### What to do
Please transcribe the listing below in full and word for word, without its pictures.

________

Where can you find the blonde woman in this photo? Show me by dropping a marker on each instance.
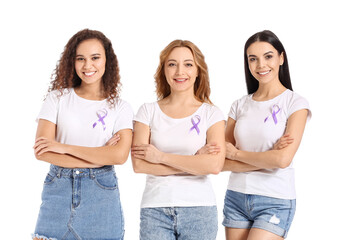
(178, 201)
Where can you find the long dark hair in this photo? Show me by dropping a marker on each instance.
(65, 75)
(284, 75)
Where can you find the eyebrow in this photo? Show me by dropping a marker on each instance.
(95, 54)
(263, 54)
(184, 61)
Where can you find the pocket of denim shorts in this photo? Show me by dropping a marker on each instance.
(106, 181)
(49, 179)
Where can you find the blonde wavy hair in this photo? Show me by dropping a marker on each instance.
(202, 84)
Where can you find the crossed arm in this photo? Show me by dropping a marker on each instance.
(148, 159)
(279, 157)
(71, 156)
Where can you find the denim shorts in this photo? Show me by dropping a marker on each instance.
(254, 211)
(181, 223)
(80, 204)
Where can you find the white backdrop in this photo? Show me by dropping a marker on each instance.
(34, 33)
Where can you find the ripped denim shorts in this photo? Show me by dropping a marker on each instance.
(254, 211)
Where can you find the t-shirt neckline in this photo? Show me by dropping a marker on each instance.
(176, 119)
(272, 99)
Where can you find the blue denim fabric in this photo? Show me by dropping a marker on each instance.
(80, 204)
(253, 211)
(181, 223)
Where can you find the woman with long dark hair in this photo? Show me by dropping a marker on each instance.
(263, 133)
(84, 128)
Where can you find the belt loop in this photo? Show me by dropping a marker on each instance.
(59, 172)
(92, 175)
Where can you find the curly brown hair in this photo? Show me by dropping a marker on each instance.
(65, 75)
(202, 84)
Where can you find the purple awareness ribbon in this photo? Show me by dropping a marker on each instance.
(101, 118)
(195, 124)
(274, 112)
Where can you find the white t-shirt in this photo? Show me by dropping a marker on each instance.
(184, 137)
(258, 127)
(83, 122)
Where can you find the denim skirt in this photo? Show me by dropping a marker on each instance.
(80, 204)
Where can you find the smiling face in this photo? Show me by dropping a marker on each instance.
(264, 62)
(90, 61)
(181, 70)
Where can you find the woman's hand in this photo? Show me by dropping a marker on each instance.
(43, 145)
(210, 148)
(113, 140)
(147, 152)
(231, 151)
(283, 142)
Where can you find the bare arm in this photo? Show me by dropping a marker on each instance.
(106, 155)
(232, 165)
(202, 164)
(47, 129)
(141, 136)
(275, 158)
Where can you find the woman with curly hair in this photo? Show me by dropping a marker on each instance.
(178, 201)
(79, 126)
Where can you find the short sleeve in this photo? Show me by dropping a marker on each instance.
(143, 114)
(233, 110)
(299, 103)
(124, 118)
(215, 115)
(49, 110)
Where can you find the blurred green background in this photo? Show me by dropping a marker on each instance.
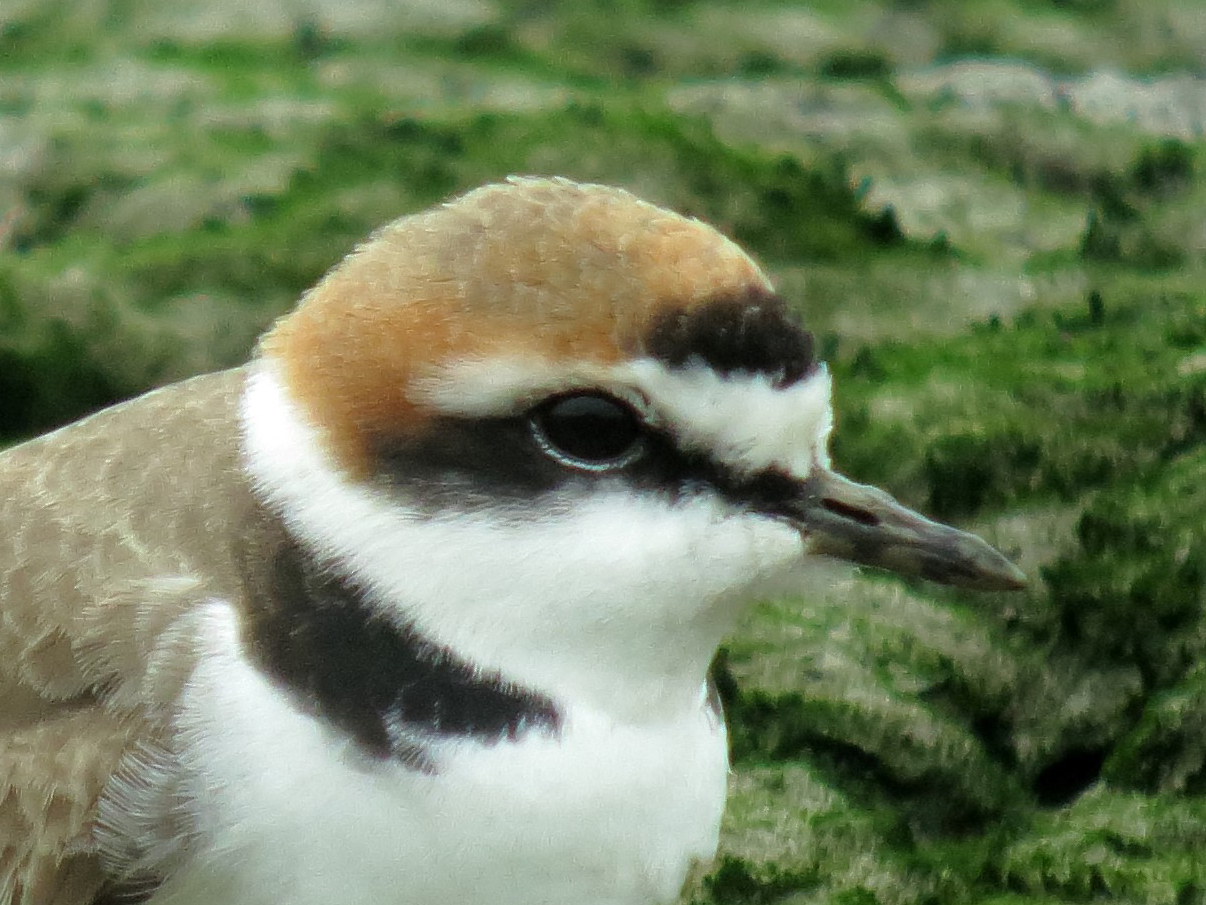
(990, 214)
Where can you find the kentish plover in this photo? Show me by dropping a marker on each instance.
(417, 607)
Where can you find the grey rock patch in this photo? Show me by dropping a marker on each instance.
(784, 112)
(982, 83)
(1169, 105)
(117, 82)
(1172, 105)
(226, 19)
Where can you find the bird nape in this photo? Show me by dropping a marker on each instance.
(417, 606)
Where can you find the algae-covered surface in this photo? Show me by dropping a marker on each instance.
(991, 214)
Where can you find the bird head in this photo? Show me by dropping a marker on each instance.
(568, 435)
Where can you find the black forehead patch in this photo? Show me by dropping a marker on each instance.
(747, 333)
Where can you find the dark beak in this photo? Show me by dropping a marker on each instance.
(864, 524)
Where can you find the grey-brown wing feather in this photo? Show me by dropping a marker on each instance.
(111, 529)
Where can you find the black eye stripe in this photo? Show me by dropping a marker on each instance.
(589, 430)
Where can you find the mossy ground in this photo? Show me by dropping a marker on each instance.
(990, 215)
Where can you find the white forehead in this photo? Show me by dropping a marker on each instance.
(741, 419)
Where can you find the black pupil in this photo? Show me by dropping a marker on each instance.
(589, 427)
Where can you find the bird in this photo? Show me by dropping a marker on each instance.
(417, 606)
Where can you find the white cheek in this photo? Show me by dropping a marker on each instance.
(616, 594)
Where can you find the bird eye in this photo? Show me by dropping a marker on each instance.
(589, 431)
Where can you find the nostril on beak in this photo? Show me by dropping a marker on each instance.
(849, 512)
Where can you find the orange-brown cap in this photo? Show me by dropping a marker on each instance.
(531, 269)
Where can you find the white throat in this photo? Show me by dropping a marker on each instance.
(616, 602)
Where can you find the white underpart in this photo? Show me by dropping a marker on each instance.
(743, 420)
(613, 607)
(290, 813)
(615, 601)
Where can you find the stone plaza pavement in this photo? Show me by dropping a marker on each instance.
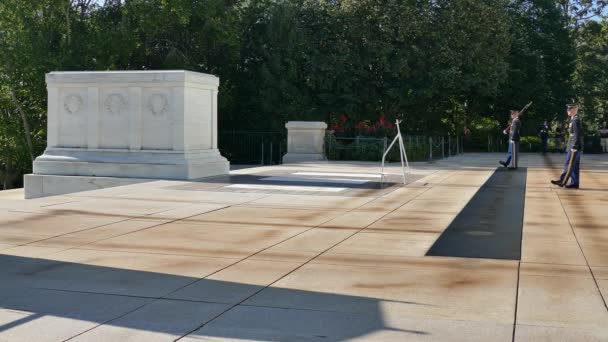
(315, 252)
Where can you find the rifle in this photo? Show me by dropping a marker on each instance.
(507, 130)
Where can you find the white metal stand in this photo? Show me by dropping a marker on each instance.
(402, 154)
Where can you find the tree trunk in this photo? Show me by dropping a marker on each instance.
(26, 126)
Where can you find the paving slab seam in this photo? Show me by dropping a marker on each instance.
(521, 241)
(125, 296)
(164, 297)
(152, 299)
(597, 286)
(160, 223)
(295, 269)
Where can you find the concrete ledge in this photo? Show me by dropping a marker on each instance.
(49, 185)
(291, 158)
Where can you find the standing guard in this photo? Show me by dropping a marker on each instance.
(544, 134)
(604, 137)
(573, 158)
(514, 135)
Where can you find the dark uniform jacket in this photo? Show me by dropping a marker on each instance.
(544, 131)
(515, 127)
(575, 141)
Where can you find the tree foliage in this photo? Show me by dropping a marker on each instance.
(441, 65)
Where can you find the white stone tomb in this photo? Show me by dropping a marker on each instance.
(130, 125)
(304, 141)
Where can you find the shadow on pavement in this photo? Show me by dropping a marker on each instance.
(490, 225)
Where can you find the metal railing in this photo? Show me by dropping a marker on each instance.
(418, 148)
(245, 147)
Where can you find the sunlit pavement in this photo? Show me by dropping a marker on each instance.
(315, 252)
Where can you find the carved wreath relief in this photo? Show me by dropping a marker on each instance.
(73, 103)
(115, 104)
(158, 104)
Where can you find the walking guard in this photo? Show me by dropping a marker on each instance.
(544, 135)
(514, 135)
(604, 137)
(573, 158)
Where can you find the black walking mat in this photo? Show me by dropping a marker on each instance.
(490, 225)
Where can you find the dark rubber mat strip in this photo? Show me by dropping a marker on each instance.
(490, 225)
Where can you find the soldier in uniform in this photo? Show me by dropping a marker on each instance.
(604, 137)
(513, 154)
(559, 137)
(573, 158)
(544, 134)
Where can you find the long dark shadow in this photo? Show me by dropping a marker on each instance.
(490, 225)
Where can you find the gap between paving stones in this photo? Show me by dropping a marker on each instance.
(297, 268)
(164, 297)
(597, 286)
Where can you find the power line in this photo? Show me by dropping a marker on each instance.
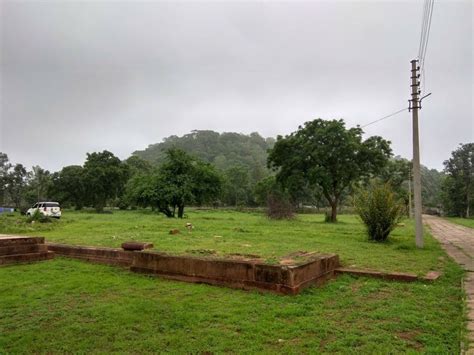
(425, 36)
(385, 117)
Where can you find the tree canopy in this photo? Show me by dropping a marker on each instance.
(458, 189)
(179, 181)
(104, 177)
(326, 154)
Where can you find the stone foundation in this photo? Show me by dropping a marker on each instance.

________

### Task output
Where can you find the blonde woman in this photo? Show me by dropping a marker on each instance.
(178, 201)
Where can you find the long dark hair in this photo? Show me by dropping a marker on each instance.
(65, 75)
(284, 75)
Where can you find the eyebrow in this photo? Show me by dropping a marker on each instance.
(95, 54)
(263, 54)
(184, 61)
Where can you find the pocket of denim shorts in this photo? Show me by dropping a marker on each instance.
(106, 181)
(49, 179)
Where can you find the blonde wavy hair in this photo? Show me by dropping a marker on each instance.
(202, 84)
Where can you find the crossed arm in this photo? Show me by dropping a marker on each instance.
(148, 159)
(279, 157)
(71, 156)
Where can you find the denim shorts in this photo? Show me by dropping a marker on each instance.
(254, 211)
(181, 223)
(80, 204)
Where can you find the white backdrop in this photo? Show me by dropping a marker on each instance.
(34, 33)
Where can you find the ripped denim shorts in this photo? Show me by dropping a marker on each instance.
(254, 211)
Where can you find the t-shirt neckline in this photo? Show me by dropping a marker on each instance.
(176, 119)
(272, 99)
Where can you find the blue denim fabric in this photo? Show me by dropping a marker on each instance.
(80, 204)
(253, 211)
(181, 223)
Where can you find the woman with long dark hair in this photo? Show me by dropping a marker on each instance.
(263, 133)
(84, 128)
Where can you find the belt loop in this photo? Show me by dropping a marker on each instance.
(59, 172)
(92, 175)
Where can you find the curly brown hair in this photo? Show me by dropping a marker on each instance.
(65, 75)
(202, 84)
Where can you find the purple awareness ribbon in this photo? Show me by dropping a marker on each instance.
(101, 118)
(195, 124)
(274, 112)
Where can you find the white t-shirt in this photo? Show me by dropping a marker on each instance.
(184, 137)
(258, 127)
(83, 122)
Where can you find the denim skirt in this photo? Show me by dropping a marker on each instance.
(80, 204)
Where can you find the smiling face in this photo? Show me by dropping a marker on each instance.
(264, 62)
(90, 61)
(181, 70)
Where can you find the woman's hand in this photo? Show me by dropping a marker on each instance.
(43, 145)
(210, 148)
(113, 140)
(147, 152)
(231, 151)
(283, 142)
Where can you find the bare arm in this photo? Show me by dropping a marker on each instance.
(106, 155)
(232, 165)
(202, 164)
(47, 129)
(141, 136)
(275, 158)
Where can you find the woman with curly hair in this photo? Show me by dropping a marker on each instance.
(178, 201)
(79, 126)
Where can you find the short sleeve in this photo? Show me by dropping a marker on each instance.
(143, 114)
(233, 110)
(299, 103)
(124, 118)
(215, 115)
(49, 110)
Where can you find the blurred green background in this photo? Show me by dropping a marker on each instance.
(990, 214)
Where can you find the kentish plover in this photo? Show me by dropping a marker on each instance.
(417, 607)
Where can you find the grey rock patch in this photo? Show me by dropping a marker on each instance.
(784, 112)
(982, 83)
(1169, 105)
(117, 82)
(1172, 105)
(226, 19)
Where can you find the bird nape in this photo? Show me by dropping a marker on each instance.
(417, 606)
Where can you find the algae-covered surface in this photo? Show me by dropping a marker on each instance.
(991, 214)
Where can you find the bird head in this photo? Show me by dropping a marker on each instance.
(568, 435)
Where can you find the black forehead patch in this photo? Show me by dropping a marker on each instance.
(747, 333)
Where can you find the dark beak in this photo? Show me by dropping a marker on each instance.
(864, 524)
Where can you find the grey-brown wing feather in this photo? Show me by dropping a marker on each instance.
(111, 529)
Where can you find the black eye stripe in this photo? Show me by dropping a marker on each instance.
(589, 430)
Where can you find the mossy ground in this photo? Show me by dropping a marker on each instance.
(990, 215)
Where can you find the white forehead in this photo? Show me by dropping a marker on each instance.
(741, 419)
Where can you find the black pupil in this photo? Show me by dropping a marker on each instance.
(589, 427)
Where can you find the bird in this photo? Show me by dropping a marker on each instance.
(417, 606)
Where can you find the white cheek in this photo? Show me by dropping a marker on each instance.
(616, 594)
Where can you find the bird eye in this photo? Show me by dropping a marker on each instance.
(589, 431)
Where can you find the nostril on beak in this photo? Show me by dropping a marker on each instance.
(849, 512)
Where can you find the orange-brown cap in this photo? Show me by dropping a marker on each instance.
(531, 269)
Where can you find the white throat in this photo? Show me by dropping a marker on each instance.
(616, 602)
Where can you find the white underpart in this photo? Show me by dropping a marker on each instance.
(743, 420)
(613, 607)
(290, 813)
(615, 601)
Where can you find the stone plaza pavement in this photo? Show me by dropping a marker on each instance.
(315, 252)
Where can you find the rifle in this photo? Show me by dropping a marker on each instance.
(507, 130)
Where can you find the white metal stand in this photo? Show me by dropping a marker on each instance.
(402, 154)
Where can you find the tree trunk in this photo? Show me by dropping a marker on each instance.
(26, 126)
Where can you find the paving slab seam in this photo? Show me by dropping a marker on each instance.
(521, 241)
(125, 296)
(164, 297)
(152, 299)
(597, 286)
(160, 223)
(295, 269)
Where can you find the concrete ledge in this photo? Show me by dropping a marker on each instance.
(49, 185)
(291, 158)
Where can you find the standing guard in this photo? Show me by dropping a marker on each instance.
(544, 134)
(604, 137)
(573, 158)
(514, 135)
Where can you find the dark uniform jacket in this photo? Show me by dropping a marker on each instance.
(544, 131)
(515, 127)
(575, 141)
Where can you find the tree foliage in this photo? Show me by dropping a marker on each instance.
(441, 65)
Where can you find the white stone tomb in this photo? Show me by dropping a marker on each instance.
(130, 125)
(304, 141)
Where can you find the shadow on pavement in this photo? Show me by dropping a marker on each instance.
(490, 225)
Where can you find the metal railing in this photo? Show me by dropping a marker on each instance.
(418, 148)
(245, 147)
Where can you find the sunlit pavement in this photo? Show me by dropping a marker on each instance.
(315, 252)
Where can you find the carved wreath relief in this photo? Show me by dropping a marker on each instance.
(73, 103)
(115, 104)
(158, 104)
Where can you find the walking guard in this photo? Show me by dropping a marker on each instance.
(544, 135)
(514, 135)
(604, 137)
(573, 158)
Where can you find the black walking mat in this photo? Show me by dropping a marker on each instance.
(490, 225)
Where can you find the dark rubber mat strip in this photo? Show me by dropping a marker on each instance.
(490, 225)
Where can you find the soldier in uniform in this photo? Show me by dropping a marker on each instance.
(604, 137)
(513, 154)
(559, 137)
(573, 158)
(544, 134)
Where can you find the long dark shadow in this photo? Show me by dropping a marker on each instance.
(490, 225)
Where can you find the gap between paving stones in this photo? Show me by dropping a marker on each instance.
(297, 268)
(164, 297)
(597, 286)
Where can you find the power line in this photo? Show me by dropping a marker on each instance.
(425, 36)
(385, 117)
Where can you find the tree canopy in this photo? Show me by dropping a marker on each instance.
(458, 189)
(179, 181)
(104, 177)
(326, 154)
Where can you find the stone foundation in this photo? Show me by dropping a marker on each instance.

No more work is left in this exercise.